Provided passage:

=== Begin Enclosure ===

During his trial, Agca revealed that the Bulgarians had also tasked him to kill Walesa, by planting explosives in a hotel in Rome where Walesa was due to hold a press conference in January 1981. Though he retracted, the details he provided of the hotel’s layout, Walesa’s Rome itinerary, and the reconnaissance he did of the hotel with his Bulgarian handlers, as well as the arms and explosives that were intended to be used, were too precise to be disbelieved. Hence, his earlier confession must have been true. (Walesa went on to win the Nobel Prize for Peace and was democratically elected as his nation’s President in 1990).
There is also a strong American link to the messy affair. The National Security Adviser to the then US President, Jimmy Carter, was Polish-born Zbigniew Brzezinski. A Bulgarian political defector to USA revealed that Brzezinski had been instrumental in the election of John Paul II as Pope, with the intention of using the new Pope to foment unrest in Poland and wrest the country from the Kremlin’s grasp, which is what happened. Bulgaria was then a rogue, virtually criminal country, awash with illegal drugs, arms and contraband. Smuggling was rampant, mainly with its neighbour, Turkey, which itself was in a chaotic state. Clearly, it was in the long-term interest of Moscow to bump off both the Pope and Walesa, using Bulgaria, which was in any case a Soviet surrogate, and Turkey. Too far-fetched and implausible? The reality is that in the Cold War, strange, even improbable, things happened.

=== End Enclosure ===

Data excerpts:
=== Begin Enclosure ===

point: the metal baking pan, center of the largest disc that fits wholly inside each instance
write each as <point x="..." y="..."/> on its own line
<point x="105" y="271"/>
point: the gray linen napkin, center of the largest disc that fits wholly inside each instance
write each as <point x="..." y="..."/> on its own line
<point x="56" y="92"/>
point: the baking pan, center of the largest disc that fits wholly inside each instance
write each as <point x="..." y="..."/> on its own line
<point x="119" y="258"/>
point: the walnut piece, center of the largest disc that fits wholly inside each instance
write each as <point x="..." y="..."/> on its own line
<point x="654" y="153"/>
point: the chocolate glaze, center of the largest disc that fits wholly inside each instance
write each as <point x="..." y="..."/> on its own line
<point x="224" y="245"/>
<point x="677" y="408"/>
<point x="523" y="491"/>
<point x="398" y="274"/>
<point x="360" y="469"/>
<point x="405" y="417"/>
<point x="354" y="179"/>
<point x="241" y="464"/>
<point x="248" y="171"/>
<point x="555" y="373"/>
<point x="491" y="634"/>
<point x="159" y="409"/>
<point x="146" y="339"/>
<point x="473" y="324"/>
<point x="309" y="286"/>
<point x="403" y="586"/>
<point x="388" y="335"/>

=== End Enclosure ===

What the task requires:
Please list every person named in the passage about Agca's trial, in order of first appearance.

Output below:
Agca, Walesa, Jimmy Carter, Zbigniew Brzezinski, John Paul II